_Selected extract_
--- START ---

Hosted TM351 computing environment?

  • eg TM351 VM Jupyter server via local or remote server
  • TM351 2020J shared hosted service operated by SSU to their design

From the outset, the TM351 module team were keen to be able to offer the TM351 computing environment to students as an OU hosted service, not least as a backup to students who struggled to install the VirtualBox application.

There are at least two ways in which this could be done using personal virtual environments, which is to say where the student is presented with an online hosted version of the same packaged environment they could run locally.

Firstly, using an approach taken by TM352 Web, mobile and cloud technologies, students could access a remotely hosted version of a repackaged version of the the VirtualBox VM distributed to students (the repacking is required to run the VM on a large scale virtual machine server rather than the VirtualBox personal desktop application).

Secondly, the students could log in to their own personal environment via a multi-user JupyterHub server. In this case, for students to use the same environment packaged in the same way as the environment distributed to students in the most convenient way, we need to move to a different virtualisation technology: Docker containers.

--- END ---

_Supplied records_
--- START ---

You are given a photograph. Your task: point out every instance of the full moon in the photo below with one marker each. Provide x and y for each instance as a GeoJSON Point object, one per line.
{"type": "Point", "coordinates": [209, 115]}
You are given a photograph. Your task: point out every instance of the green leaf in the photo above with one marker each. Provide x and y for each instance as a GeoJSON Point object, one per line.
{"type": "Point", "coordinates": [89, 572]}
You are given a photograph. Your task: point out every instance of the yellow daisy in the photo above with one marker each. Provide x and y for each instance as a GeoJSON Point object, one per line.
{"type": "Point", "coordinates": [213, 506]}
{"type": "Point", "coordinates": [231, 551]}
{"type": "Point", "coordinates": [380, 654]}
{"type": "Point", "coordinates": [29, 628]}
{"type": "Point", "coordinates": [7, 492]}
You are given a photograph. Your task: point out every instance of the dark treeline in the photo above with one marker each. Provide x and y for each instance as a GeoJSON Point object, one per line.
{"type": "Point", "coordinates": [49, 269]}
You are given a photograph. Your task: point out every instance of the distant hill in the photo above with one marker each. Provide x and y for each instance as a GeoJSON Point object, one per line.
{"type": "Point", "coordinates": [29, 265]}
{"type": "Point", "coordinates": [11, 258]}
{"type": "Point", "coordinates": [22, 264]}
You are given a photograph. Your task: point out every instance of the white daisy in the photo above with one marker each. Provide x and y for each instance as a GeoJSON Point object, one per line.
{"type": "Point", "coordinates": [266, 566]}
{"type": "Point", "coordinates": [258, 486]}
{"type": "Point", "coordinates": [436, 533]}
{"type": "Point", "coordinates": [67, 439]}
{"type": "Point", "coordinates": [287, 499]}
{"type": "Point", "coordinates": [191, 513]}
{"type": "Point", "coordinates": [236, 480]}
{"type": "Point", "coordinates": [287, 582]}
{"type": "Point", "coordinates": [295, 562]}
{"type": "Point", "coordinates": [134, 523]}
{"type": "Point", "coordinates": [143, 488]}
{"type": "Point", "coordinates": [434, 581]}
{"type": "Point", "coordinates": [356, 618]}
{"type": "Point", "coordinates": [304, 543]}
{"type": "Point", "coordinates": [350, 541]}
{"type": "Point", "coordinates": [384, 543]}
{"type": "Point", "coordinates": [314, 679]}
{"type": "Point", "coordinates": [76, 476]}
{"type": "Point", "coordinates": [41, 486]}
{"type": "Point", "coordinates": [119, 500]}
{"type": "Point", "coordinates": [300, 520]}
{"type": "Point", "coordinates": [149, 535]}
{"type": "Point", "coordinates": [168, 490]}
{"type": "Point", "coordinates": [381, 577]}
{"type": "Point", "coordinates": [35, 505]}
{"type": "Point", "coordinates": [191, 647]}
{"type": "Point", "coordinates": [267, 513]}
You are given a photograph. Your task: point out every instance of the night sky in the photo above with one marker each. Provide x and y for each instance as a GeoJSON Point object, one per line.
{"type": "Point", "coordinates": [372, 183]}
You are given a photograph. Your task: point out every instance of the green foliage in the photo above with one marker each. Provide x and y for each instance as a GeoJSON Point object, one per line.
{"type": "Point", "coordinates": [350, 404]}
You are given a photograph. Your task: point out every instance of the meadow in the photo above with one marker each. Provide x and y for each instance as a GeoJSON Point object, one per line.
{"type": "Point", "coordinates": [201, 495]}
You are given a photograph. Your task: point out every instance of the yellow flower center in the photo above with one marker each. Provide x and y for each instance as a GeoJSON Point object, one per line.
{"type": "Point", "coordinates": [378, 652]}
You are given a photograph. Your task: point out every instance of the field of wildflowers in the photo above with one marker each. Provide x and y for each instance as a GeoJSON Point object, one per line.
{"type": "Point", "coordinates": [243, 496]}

--- END ---

_Task requirements_
Revise the stretch from "Hosted TM351 computing" through "could run locally." in the text on the hosted TM351 computing environment so that "VMware Workstation" stands in place of "VirtualBox".

_Solution to this problem_
Hosted TM351 computing environment?

  • eg TM351 VM Jupyter server via local or remote server
  • TM351 2020J shared hosted service operated by SSU to their design

From the outset, the TM351 module team were keen to be able to offer the TM351 computing environment to students as an OU hosted service, not least as a backup to students who struggled to install the VMware Workstation application.

There are at least two ways in which this could be done using personal virtual environments, which is to say where the student is presented with an online hosted version of the same packaged environment they could run locally.